**À faire:** Recopiez tel quel le passage du texte sur les personnes surefficientes qui s'ouvre sur les mots contenant "Le développement d’une" et se termine par "développement des zèbres.".

**Texte à lire:**
####################

Cela peut paraître paradoxal aux personnes qui ne sont pas dans cette dynamique de vie, mais grandir et vivre quand on est une personne surefficiente (ou un zèbre pour reprendre le mot de Jeanne Siaud-Facchin) n’est pas tout simple.

Pour commencer, être une personne surefficiente ne signifie pas nécessairement être un-e premier-ère de classe qui va tout digérer facilement et sans affect particulier. Au contraire, certaines de ces personnes souffrent le martyre dans un système scolaire extrêmement normatif, et cela peut avoir des conséquences funestes.

Le développement d’une personne HP a aussi ceci de particulier qu’il est « asymétrique ». En d’autres termes, à un moment donné, un enfant peut avoir un développement cognitif extrêmement avancé, mais une capacité de jugement qui est dans la moyenne, voire légèrement en retard. Cela peut être très compliqué à gérer pour l’entourage et cela peut être à l’origine d’une énorme souffrance pour l’enfant qui en a conscience. Cette souffrance et ses manifestations peuvent être telles qu’elle induit des consultations et des diagnostics psychiatriques erronés de la part de praticiens qui ne sont pas au fait des spécificités du développement des zèbres.

Le fait d’être surefficient peut se manifester dans plusieurs dimensions. Le domaine cognitif n’est que l’une d’entre elles. La sensibilité, l’empathie et les émotions en constituent une seconde. La capacité d’imagination et de créativité une troisième. Les sensations physiques et esthétiques une quatrième. Le domaine psychomoteur la cinquième. L’asymétrie de leur développement signifie aussi que, même adultes, certaines personnes sont surefficientes dans une ou deux de ces dimensions, d’autres dans les cinq à la fois.

J’ai déjà eu l’occasion de dire que la littérature en langue française ne présente de loin pas toute la complexité du développement des personnes surefficientes. Les auteur-e-s sont au mieux conscient-e-s des surefficiences dans les domaines cognitifs et émotionnels. Les autres domaines ne sont pas considérés. Pire encore, le processus de développement intérieur des personnes n’est pas décrit. C’est d’autant plus ennuyeux que ce processus passe par des crises importantes, on pourrait presque dire des phases de « mort puis renaissance » qui sont très marquées et qui, quand elles ne sont pas comprises peuvent amener à des réactions inadéquates de la part de l’entourage ou de professionnel-le-s de la relation d’aide non formés aux spécificités des personnes HP.

Publié en 2009 par Great Potential Press, Living with Intensity [1] est un ouvrage collectif qui vient combler ce vide, en tout cas pour toutes les personnes qui maitrisent la langue anglaise. Les autres ont une motivation de plus de s’y mettre, en attendant que les éditeurs de langue française daignent rattraper leur retard dans ce domaine également.

####################

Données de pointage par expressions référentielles
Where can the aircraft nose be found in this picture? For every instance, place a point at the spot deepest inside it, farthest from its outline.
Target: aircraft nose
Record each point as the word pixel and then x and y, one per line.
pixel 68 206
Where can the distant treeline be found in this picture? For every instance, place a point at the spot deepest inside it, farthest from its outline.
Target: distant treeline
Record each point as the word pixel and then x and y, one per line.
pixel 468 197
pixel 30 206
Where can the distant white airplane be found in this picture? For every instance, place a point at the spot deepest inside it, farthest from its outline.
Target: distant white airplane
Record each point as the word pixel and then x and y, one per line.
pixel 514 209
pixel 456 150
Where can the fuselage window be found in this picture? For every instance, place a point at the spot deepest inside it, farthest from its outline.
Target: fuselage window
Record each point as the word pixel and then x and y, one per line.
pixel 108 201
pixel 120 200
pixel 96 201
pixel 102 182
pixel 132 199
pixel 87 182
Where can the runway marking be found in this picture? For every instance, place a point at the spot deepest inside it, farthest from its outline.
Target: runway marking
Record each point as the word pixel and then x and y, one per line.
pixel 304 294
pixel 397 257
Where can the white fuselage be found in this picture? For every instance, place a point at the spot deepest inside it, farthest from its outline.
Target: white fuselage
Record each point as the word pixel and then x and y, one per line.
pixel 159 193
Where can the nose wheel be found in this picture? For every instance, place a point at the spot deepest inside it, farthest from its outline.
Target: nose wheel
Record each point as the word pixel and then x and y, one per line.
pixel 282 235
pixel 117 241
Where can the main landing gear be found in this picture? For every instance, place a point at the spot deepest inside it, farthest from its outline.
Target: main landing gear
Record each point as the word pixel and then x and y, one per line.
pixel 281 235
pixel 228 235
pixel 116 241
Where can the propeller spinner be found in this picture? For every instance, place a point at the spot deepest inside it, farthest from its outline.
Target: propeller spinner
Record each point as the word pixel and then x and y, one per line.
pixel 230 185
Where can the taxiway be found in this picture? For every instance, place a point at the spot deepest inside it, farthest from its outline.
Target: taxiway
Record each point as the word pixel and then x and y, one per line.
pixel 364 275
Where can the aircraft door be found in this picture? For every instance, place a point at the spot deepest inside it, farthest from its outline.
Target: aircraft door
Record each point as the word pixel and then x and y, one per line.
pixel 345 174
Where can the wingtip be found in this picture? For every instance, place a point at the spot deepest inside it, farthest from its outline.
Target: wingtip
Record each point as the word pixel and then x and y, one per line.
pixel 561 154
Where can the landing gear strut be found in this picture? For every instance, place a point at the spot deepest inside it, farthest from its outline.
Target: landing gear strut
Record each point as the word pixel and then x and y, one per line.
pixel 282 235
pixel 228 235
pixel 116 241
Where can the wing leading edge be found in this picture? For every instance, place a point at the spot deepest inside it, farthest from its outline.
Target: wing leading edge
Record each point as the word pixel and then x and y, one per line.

####################

**Votre réponse:**
Le développement d’une personne HP a aussi ceci de particulier qu’il est « asymétrique ». En d’autres termes, à un moment donné, un enfant peut avoir un développement cognitif extrêmement avancé, mais une capacité de jugement qui est dans la moyenne, voire légèrement en retard. Cela peut être très compliqué à gérer pour l’entourage et cela peut être à l’origine d’une énorme souffrance pour l’enfant qui en a conscience. Cette souffrance et ses manifestations peuvent être telles qu’elle induit des consultations et des diagnostics psychiatriques erronés de la part de praticiens qui ne sont pas au fait des spécificités du développement des zèbres.